- Exercise passage:
====
Remarkable Baskets: 'Oh my God, that's not possible'. Discovery of 9,500 year old woven baskets challenges the simplistic assumptions about early humans.


Beaver Born in London: A baby beaver has been born in London for the first time in 400 years, 18 months after an initiative began to reintroduce the species to the capital. Enfield council began London's beaver reintroduction programme last year as part of a wider rewilding and natural flood-management project.


Global Web Access: According to the UN agency ITU, 5.4 billion people are now online, an increase of 100 million from the previous year and the highest number ever recorded. This means that two-thirds of humanity now has access to the internet. "This improvement in connectivity is another step in the right direction, and one more step towards leaving no one behind," said ITU Secretary-General Doreen Bogdan-Martin in a statement.


Groundbreaking Achievement: Engineers from MIT and China have designed a passive solar desalination system that converts seawater into drinkable water. Better yet, it's cheaper than tap water.


Extraordinary Strides: In the last three decades humanity has made extraordinary strides in combating the threat of communicable disease. In 1990, diseases like malaria and tuberculosis made up almost a third of the global health burden, but by 2019 that had fallen to around a sixth, reports the Financial Times. Overall, the number of healthy years of life lost due to infectious diseases more than halved during this period.
====
[Saved entries]
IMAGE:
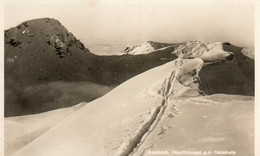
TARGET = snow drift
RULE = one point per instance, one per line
(125, 120)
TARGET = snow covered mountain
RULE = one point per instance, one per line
(161, 108)
(145, 48)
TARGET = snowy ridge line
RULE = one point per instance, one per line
(130, 147)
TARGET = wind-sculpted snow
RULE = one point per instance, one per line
(121, 121)
(144, 48)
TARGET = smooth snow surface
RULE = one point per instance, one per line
(160, 109)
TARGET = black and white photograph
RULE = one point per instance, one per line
(129, 78)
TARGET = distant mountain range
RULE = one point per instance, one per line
(41, 57)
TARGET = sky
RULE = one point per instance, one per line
(133, 23)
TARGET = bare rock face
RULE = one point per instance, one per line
(41, 55)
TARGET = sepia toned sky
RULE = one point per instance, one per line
(131, 23)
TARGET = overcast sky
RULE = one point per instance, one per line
(135, 23)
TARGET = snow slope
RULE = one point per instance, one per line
(145, 48)
(136, 115)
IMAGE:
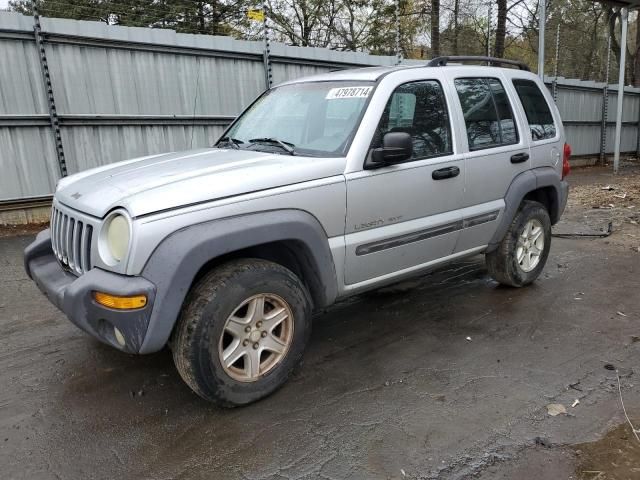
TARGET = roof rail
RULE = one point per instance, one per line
(442, 61)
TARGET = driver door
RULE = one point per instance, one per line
(402, 217)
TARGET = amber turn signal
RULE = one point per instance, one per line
(120, 303)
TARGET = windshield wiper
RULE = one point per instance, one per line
(234, 142)
(286, 146)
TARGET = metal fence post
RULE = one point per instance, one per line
(53, 114)
(605, 101)
(638, 130)
(268, 74)
(398, 46)
(554, 84)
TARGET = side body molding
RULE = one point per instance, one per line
(176, 261)
(527, 182)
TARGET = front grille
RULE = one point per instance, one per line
(71, 240)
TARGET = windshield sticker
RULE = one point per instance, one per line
(348, 92)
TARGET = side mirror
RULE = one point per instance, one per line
(397, 147)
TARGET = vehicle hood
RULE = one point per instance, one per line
(160, 182)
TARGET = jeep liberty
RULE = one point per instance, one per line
(325, 187)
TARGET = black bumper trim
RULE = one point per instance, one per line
(74, 296)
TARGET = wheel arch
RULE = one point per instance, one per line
(539, 184)
(293, 238)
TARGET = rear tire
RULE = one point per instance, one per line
(241, 332)
(523, 252)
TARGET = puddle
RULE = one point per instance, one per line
(616, 456)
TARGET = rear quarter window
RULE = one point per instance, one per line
(536, 108)
(487, 113)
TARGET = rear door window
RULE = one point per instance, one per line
(487, 113)
(536, 108)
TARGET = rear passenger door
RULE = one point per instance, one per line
(496, 153)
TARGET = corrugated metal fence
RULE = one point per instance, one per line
(122, 92)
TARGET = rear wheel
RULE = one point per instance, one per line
(523, 252)
(242, 331)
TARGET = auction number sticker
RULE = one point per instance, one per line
(348, 92)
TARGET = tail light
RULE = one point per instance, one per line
(566, 168)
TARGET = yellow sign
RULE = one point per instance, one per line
(257, 15)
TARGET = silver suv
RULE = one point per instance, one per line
(325, 187)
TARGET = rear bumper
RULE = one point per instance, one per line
(74, 296)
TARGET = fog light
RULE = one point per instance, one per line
(119, 337)
(120, 303)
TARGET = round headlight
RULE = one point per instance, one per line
(118, 237)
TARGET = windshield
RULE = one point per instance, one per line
(312, 118)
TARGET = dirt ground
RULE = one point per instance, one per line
(446, 377)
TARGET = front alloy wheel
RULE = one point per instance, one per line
(256, 337)
(242, 330)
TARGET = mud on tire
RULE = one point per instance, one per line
(503, 263)
(203, 326)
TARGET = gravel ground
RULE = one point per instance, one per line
(445, 377)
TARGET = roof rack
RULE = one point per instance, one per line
(442, 61)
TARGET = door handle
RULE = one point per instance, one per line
(447, 172)
(519, 157)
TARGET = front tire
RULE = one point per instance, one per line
(243, 329)
(523, 252)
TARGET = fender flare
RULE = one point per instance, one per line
(176, 261)
(527, 182)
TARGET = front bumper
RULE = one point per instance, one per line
(74, 296)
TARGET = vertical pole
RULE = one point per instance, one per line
(398, 47)
(605, 106)
(638, 131)
(53, 114)
(489, 15)
(268, 74)
(623, 57)
(555, 66)
(542, 20)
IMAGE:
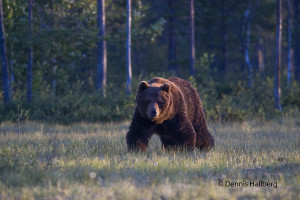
====
Carry on the news roundup about remarkable developments, starting after its last sentence.

- Result of this task:
Worth Smiling About: Toregem Biopharma, a Japanese pharmaceutical startup, is set to start clinical trials next summer on the world's first drug to regrow teeth, Global News reported. Researchers are hopeful that within the next decade, "tooth-regrowth medicine is a third choice alongside dentures and implants."


Insanely Optimistic? Based on what we're seeing happen in Europe and China, it takes around six years for electric vehicles to go from 1% to 10% of new car sales, and then another six to get to 80%. Assuming that kind of exponential growth, EVs will make up between 62% and 86% of global car sales by 2030. Sounds insanely optimistic - until you read this report from RMI.


Space Trash: There's rather a lot of space trash floating around miles above our heads, but who is going to do anything about it? The Federal Communications Commission, that's who. For the first time, they just fined a company, Dish Network, for not picking up the trash left behind by one of its satellites.


India Gender Parity: India is to reserve one-third of parliament's lower house seats for women, reports Reuters. It's positive progress. Women account for almost half of India's 950 million registered voters but make up only 15 percent of parliament and about 10 percent of state legislatures, currently pushing the world's largest democracy to the bottom of global rankings on gender parity in legislatures.


Teenage Girls Nigeria: Following a successful pilot that increased the number of teenage girls attending school in seven Nigerian states from 900,000 to over 1.6 million, the World Bank has approved $700m to roll the program out over 18 more states, reaching an estimated 8.6 million girls, as well as teachers, administrators, families, and communities.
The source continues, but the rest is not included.